(Selected extract):

===

Last updated on December 6th, 2023 at 11:40 AM
These days, more and more people are referring to Valentine’s Day as “Singles Awareness Day.”
Gone are the days of moping around lonely and longing for a relationship.
Many people who are fulfilling career ambitions, focusing on meeting financial goals, travelling and having fun with friends and family are perfectly fine with their singleness.
When Valentine’s Day 2024 rolls around, more single women want to treat it as an excuse to have some fun.
To keep the positive momentum going, Dr. Sanam Hafeez Neuropsychologist and Teaching Faculty at Columbia University shares 6 positive ways to celebrate singlehood this Valentine’s Day.
1. Plan a trip.
While everyone else is out getting overpriced meals and mediocre service, declare a date night with yourself setting the goal to plan a solo trip to see friends or family or explore another city.
Many single women make the mistake of forgoing travel because they want a boyfriend to travel with.
They end up burning themselves out with too much work and no play.
“Planning a trip is a fun forward-thinking activity that inspires creativity, imagination, and optimism.
When you are single you have the freedom to travel the way you want. You don’t need to consider anyone else.” explains Dr. Hafeez.
2. Spruce up your surroundings.
When we get into nesting mode, we honour ourselves and our single status.
Tidying up and simply adding new throw pillows to a sofa, a new bedspread, a new shower curtain, and some candles can add new energy to your space.

===

(What needs to be done):
Reproduce the singles-on-Valentine's-Day piece word for word, from "Gone are the" down to "explore another city.".

===

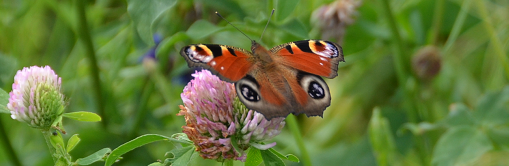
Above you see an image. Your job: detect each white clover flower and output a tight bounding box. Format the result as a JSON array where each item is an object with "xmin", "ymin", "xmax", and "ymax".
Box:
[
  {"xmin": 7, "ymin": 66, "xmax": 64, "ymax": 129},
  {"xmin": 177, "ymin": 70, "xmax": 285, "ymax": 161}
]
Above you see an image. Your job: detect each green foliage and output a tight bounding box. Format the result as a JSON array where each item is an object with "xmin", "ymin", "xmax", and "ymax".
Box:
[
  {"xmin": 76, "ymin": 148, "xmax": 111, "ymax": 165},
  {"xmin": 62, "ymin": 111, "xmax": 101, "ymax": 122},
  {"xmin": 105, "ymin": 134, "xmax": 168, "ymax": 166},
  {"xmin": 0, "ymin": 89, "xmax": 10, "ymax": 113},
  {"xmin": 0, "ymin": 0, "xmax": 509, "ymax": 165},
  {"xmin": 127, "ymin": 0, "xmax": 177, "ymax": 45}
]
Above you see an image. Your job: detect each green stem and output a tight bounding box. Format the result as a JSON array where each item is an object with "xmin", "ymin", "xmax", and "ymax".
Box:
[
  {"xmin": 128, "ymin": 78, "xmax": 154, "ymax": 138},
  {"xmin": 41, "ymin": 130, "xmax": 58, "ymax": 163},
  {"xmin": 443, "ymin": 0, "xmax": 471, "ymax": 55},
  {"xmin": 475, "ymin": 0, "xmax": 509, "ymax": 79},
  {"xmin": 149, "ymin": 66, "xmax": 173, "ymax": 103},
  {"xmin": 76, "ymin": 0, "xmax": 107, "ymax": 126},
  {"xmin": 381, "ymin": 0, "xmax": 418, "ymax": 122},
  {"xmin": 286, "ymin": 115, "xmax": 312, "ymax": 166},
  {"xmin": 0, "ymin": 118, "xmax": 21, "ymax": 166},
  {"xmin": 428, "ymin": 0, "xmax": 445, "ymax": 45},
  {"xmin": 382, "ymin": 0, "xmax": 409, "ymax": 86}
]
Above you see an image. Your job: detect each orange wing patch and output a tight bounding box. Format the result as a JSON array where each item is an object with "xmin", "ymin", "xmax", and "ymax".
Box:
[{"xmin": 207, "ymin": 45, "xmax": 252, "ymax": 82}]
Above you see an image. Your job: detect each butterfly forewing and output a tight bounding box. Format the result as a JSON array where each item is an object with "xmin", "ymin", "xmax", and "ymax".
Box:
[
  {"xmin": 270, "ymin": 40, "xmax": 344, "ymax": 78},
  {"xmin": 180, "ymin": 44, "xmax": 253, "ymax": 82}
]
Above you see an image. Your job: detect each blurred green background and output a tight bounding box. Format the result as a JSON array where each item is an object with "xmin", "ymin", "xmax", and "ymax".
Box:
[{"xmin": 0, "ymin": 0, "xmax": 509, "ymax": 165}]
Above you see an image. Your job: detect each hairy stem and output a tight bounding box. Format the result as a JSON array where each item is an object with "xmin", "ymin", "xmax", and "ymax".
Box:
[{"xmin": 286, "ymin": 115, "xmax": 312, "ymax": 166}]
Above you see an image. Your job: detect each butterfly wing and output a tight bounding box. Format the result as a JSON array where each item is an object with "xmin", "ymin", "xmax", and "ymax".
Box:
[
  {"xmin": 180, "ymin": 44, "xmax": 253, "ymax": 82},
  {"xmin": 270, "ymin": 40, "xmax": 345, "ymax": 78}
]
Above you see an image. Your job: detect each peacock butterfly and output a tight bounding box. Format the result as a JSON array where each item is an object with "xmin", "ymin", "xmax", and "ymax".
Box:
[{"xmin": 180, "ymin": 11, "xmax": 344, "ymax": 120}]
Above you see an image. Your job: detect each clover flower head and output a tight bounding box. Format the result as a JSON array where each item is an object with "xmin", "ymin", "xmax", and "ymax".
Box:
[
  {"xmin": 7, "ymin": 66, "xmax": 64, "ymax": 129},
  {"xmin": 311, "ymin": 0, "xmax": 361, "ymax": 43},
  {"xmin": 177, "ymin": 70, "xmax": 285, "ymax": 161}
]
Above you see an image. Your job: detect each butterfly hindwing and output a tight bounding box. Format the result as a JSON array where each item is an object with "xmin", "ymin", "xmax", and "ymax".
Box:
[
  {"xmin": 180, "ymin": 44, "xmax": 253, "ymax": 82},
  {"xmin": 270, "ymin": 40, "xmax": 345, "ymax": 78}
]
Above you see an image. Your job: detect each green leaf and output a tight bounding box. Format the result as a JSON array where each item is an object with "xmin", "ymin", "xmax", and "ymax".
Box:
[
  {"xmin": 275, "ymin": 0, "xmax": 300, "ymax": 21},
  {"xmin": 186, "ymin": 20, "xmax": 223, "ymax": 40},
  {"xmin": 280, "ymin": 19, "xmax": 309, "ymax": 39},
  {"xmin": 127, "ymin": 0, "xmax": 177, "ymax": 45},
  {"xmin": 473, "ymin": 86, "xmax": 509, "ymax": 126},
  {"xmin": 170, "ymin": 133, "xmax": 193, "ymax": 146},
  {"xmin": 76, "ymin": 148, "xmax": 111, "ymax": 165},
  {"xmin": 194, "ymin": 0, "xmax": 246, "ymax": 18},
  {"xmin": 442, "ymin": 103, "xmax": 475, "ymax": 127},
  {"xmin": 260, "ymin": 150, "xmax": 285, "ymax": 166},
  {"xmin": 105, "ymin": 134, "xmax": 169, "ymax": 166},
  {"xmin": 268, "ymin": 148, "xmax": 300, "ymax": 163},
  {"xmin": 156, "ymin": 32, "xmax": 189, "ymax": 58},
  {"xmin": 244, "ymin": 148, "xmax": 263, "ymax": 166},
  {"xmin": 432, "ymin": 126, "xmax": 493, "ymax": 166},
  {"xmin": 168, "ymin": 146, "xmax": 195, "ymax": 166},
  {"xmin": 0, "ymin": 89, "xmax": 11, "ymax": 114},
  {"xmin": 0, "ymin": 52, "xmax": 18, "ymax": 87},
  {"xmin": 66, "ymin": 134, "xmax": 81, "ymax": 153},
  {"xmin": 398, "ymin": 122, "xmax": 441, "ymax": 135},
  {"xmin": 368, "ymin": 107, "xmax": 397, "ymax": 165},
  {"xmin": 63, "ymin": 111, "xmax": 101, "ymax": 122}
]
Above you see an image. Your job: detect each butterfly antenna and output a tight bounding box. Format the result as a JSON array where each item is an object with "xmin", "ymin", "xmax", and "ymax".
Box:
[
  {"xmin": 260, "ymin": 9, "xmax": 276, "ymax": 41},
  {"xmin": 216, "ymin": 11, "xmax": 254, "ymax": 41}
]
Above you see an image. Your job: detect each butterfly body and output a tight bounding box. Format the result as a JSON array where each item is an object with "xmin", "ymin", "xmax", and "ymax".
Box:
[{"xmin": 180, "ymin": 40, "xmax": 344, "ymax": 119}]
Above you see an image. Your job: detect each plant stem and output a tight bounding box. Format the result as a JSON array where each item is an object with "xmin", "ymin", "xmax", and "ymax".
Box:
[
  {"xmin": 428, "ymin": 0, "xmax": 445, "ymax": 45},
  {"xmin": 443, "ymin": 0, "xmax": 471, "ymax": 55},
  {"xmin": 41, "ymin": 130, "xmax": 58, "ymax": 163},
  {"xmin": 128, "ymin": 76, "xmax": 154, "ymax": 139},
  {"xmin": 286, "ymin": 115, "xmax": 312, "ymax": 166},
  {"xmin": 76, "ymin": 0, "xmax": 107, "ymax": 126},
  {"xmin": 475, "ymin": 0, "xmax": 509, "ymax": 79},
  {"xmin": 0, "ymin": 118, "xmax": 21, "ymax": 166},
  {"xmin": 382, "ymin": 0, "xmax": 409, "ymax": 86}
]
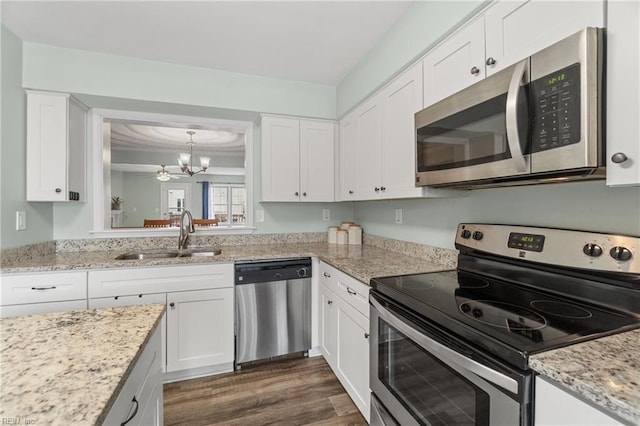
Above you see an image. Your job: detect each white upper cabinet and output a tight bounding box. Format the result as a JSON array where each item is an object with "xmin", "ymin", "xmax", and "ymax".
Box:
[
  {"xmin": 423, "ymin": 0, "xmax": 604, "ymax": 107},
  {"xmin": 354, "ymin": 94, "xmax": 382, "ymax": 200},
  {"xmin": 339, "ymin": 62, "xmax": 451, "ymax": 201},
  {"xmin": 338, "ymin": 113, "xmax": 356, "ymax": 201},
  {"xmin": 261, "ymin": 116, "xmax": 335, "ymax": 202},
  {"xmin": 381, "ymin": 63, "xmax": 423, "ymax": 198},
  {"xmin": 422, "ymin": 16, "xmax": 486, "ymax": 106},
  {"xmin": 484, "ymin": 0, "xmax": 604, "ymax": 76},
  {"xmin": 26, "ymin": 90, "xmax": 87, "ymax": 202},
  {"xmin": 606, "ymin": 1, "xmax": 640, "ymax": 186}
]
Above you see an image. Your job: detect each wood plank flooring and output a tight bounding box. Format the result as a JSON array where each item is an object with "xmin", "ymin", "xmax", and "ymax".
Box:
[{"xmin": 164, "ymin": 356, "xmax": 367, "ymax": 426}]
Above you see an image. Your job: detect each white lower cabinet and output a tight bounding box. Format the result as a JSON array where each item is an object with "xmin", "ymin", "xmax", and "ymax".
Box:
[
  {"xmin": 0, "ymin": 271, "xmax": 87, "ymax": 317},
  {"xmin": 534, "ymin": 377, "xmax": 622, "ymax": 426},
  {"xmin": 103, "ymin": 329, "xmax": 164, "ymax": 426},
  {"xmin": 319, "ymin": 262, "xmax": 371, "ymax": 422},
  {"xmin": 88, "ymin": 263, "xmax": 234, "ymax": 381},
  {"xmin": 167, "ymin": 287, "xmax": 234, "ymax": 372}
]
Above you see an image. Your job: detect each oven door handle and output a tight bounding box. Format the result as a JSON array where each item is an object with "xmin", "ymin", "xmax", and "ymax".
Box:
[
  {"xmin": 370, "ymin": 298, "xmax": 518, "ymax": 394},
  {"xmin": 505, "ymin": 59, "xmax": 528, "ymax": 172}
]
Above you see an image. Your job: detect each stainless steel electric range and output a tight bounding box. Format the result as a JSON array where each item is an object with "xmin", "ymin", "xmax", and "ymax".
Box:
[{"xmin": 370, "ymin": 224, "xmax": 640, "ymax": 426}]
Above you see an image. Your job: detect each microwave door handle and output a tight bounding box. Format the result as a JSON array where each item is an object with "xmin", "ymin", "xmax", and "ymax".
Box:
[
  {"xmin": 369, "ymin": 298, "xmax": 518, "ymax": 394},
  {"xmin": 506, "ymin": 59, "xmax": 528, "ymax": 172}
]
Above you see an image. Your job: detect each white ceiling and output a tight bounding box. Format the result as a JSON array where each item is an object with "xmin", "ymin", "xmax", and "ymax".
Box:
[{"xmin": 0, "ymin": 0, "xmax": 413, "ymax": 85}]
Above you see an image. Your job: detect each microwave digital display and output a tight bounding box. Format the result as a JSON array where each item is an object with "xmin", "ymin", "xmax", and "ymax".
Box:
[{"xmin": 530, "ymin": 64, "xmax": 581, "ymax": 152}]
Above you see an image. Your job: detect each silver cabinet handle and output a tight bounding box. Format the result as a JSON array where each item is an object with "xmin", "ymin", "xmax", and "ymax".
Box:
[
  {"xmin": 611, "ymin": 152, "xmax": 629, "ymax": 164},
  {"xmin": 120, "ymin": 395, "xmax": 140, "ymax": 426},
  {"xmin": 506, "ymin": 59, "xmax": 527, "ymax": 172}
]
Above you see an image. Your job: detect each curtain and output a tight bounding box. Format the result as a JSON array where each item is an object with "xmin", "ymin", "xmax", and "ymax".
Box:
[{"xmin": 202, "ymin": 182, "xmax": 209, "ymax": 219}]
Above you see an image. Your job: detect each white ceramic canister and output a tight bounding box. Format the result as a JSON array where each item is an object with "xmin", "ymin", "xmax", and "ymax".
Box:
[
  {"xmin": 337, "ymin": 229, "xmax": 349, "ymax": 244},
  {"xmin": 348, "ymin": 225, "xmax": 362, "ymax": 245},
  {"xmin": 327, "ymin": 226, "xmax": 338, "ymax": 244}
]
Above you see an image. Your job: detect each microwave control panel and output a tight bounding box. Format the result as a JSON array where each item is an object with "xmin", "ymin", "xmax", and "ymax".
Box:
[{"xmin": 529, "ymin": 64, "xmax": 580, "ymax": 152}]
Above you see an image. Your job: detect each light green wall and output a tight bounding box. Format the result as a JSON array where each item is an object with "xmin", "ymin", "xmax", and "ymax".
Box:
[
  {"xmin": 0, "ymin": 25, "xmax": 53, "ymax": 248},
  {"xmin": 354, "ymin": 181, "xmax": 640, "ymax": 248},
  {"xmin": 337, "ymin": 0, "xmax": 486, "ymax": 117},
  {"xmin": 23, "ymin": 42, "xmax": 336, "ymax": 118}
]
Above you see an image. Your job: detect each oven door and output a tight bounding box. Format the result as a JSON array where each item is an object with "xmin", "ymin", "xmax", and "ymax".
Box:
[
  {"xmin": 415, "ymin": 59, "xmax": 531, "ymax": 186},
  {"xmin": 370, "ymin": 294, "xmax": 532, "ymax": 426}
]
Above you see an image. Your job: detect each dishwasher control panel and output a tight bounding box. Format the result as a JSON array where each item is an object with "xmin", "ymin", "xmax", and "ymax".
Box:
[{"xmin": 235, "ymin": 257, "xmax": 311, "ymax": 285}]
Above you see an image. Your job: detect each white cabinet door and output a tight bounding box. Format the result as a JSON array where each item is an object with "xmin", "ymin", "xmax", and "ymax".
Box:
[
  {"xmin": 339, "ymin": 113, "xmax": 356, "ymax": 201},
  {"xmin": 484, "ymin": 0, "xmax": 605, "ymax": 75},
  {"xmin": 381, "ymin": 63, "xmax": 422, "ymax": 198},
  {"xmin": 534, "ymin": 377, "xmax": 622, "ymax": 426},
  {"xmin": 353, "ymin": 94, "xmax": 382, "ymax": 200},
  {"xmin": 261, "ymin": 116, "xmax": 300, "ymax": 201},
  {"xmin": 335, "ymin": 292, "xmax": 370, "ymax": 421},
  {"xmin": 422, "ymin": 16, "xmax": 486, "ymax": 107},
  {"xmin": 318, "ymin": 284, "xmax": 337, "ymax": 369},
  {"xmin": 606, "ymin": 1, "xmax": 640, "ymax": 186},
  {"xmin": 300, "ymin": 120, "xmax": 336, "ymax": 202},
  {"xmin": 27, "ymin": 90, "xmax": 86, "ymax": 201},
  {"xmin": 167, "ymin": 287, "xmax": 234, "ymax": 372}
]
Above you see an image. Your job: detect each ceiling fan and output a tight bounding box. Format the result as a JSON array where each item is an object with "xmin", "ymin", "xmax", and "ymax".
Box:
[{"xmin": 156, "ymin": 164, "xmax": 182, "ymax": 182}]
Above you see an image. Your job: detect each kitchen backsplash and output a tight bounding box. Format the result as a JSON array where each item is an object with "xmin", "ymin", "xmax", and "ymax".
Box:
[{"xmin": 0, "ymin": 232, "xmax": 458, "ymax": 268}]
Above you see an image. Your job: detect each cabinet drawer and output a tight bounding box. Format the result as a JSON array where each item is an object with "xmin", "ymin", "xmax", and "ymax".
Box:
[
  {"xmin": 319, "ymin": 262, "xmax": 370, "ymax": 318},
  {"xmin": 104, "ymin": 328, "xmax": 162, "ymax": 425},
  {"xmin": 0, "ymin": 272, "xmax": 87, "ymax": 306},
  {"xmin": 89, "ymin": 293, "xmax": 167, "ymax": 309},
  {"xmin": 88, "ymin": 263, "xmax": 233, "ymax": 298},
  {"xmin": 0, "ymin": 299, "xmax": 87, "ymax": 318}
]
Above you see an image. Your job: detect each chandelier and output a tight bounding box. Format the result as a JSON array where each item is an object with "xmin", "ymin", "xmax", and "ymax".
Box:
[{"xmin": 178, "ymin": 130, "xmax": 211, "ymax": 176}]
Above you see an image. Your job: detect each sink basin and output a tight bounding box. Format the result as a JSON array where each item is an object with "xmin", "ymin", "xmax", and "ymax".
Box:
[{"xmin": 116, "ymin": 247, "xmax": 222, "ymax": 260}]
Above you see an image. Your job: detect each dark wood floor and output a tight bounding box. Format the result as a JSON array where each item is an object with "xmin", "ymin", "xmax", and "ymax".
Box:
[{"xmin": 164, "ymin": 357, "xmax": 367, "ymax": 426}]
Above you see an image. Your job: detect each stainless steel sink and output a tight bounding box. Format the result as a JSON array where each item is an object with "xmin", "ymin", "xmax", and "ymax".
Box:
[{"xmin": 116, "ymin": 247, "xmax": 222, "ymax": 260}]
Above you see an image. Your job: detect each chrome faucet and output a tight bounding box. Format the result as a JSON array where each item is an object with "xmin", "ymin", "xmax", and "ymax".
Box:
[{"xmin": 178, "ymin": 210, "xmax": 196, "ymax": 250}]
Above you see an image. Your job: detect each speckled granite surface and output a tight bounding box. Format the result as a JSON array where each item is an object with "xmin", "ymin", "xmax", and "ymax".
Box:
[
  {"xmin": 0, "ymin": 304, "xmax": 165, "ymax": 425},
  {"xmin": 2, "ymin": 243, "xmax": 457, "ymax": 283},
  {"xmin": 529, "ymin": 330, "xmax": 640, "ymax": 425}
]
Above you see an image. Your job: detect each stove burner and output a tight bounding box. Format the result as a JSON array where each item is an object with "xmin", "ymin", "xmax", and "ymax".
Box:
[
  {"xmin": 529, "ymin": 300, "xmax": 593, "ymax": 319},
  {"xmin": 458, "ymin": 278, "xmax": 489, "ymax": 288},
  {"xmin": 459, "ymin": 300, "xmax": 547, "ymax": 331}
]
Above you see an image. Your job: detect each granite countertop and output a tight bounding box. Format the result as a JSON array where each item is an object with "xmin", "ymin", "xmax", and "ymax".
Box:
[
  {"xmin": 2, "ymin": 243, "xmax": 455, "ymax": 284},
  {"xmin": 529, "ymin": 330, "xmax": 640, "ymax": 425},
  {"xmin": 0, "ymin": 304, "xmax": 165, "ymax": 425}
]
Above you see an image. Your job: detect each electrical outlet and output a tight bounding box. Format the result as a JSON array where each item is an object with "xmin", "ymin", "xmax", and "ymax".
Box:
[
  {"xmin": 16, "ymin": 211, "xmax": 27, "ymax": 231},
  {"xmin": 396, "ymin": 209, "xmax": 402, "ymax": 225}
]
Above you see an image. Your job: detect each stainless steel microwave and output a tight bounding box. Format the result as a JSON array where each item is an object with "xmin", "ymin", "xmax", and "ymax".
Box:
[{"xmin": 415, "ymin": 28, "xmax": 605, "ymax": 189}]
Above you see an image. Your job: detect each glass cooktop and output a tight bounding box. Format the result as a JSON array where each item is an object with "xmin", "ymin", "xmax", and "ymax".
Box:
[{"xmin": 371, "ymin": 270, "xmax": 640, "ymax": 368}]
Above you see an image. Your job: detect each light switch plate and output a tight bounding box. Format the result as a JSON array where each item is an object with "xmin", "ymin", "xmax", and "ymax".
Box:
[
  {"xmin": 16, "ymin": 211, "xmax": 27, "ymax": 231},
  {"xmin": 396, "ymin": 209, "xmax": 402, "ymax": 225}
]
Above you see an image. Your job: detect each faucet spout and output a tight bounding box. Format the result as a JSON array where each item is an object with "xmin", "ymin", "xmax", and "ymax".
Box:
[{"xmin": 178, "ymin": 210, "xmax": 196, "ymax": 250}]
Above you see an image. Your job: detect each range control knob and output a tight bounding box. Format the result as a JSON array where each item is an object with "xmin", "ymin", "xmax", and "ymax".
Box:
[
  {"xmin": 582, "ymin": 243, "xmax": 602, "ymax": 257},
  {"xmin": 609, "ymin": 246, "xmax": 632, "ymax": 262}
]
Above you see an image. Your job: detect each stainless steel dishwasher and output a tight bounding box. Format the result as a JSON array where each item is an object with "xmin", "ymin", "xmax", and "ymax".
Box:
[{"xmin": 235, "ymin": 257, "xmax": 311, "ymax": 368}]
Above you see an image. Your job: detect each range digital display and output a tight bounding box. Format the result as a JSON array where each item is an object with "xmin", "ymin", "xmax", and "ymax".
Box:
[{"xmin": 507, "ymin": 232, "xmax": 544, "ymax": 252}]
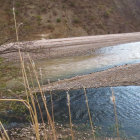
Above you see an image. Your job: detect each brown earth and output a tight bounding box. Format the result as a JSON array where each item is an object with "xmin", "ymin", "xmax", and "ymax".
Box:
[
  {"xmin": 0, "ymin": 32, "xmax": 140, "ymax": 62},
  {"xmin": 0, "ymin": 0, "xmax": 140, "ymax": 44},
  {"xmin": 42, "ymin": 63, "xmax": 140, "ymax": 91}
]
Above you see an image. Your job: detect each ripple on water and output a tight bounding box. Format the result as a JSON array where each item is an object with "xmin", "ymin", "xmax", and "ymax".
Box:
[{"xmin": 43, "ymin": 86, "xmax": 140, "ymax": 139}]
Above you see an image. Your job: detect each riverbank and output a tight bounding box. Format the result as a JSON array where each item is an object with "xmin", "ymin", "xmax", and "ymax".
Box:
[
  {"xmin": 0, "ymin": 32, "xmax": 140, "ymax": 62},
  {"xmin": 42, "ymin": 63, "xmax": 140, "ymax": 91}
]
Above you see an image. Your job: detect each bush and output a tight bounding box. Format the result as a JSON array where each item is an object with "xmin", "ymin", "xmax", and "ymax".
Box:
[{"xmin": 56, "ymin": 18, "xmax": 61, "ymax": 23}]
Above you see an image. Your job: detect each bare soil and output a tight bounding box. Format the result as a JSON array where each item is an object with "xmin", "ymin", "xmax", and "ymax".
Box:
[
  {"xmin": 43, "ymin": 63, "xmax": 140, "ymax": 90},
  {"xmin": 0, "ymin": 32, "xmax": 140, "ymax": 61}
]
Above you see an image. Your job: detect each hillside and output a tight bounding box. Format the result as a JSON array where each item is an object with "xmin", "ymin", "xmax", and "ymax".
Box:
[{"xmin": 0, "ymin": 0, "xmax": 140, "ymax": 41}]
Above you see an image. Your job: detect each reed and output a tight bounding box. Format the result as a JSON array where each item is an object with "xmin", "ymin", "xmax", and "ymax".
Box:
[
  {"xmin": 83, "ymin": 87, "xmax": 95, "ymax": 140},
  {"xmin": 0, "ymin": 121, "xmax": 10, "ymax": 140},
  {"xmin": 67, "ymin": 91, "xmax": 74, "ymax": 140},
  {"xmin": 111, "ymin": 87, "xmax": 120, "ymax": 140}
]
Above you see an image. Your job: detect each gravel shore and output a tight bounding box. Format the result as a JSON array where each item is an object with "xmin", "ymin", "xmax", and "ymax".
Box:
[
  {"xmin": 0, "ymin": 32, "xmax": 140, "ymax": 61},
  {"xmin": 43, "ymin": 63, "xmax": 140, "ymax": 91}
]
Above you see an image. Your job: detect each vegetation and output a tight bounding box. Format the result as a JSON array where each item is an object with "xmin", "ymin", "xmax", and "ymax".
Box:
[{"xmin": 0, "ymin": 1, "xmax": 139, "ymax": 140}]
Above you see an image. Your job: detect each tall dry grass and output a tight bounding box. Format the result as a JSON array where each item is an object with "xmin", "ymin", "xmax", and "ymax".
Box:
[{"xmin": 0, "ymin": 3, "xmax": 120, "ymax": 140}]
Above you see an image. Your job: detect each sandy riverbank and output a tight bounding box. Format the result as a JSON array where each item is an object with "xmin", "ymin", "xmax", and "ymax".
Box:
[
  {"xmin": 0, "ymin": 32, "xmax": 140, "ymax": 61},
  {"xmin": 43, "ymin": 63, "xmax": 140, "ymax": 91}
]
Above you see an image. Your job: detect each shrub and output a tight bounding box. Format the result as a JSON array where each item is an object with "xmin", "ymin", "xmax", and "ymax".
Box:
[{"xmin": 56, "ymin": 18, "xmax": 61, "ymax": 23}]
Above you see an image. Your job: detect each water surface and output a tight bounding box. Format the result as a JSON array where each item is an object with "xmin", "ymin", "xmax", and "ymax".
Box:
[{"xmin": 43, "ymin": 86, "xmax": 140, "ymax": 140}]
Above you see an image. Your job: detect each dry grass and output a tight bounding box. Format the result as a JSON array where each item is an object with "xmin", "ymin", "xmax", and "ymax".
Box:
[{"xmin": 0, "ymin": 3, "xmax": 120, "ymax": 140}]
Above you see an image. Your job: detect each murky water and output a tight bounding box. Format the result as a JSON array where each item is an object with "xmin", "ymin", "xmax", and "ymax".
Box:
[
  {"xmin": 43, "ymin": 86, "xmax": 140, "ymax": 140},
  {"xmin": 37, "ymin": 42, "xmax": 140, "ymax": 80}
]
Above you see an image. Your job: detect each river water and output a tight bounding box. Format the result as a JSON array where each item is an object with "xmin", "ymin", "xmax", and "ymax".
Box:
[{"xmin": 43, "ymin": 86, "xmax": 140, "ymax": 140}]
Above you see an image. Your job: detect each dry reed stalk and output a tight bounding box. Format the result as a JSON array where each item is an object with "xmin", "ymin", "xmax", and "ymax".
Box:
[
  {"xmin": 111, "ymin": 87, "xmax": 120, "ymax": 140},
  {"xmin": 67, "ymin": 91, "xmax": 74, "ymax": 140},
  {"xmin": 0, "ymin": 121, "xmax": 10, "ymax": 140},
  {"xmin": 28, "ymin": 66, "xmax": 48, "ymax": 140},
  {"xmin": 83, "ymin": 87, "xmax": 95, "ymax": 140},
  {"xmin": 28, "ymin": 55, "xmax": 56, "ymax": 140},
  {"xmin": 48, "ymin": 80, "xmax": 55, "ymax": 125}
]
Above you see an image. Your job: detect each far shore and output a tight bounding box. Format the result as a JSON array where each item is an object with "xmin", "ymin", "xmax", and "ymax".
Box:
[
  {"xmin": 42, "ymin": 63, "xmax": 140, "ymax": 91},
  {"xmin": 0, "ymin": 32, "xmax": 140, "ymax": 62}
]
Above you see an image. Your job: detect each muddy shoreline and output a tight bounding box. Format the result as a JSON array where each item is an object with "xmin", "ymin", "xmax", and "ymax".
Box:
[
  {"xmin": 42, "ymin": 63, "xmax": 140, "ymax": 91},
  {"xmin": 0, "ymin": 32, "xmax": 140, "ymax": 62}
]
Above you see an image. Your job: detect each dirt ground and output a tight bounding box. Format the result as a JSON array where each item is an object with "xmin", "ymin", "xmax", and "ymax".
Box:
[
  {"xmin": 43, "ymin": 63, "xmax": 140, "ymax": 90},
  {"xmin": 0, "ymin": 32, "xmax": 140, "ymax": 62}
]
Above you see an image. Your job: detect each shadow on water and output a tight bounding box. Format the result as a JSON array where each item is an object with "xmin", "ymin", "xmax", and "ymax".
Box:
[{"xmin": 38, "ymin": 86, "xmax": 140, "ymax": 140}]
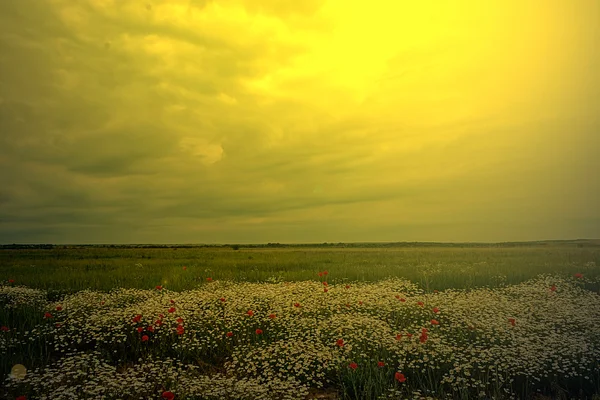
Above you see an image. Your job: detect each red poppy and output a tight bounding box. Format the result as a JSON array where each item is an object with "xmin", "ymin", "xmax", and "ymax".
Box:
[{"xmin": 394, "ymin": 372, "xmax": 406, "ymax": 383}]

===

(Response box):
Gone are the days of moping around lonely and longing for a relationship.
Many people who are fulfilling career ambitions, focusing on meeting financial goals, travelling and having fun with friends and family are perfectly fine with their singleness.
When Valentine’s Day 2024 rolls around, more single women want to treat it as an excuse to have some fun.
To keep the positive momentum going, Dr. Sanam Hafeez Neuropsychologist and Teaching Faculty at Columbia University shares 6 positive ways to celebrate singlehood this Valentine’s Day.
1. Plan a trip.
While everyone else is out getting overpriced meals and mediocre service, declare a date night with yourself setting the goal to plan a solo trip to see friends or family or explore another city.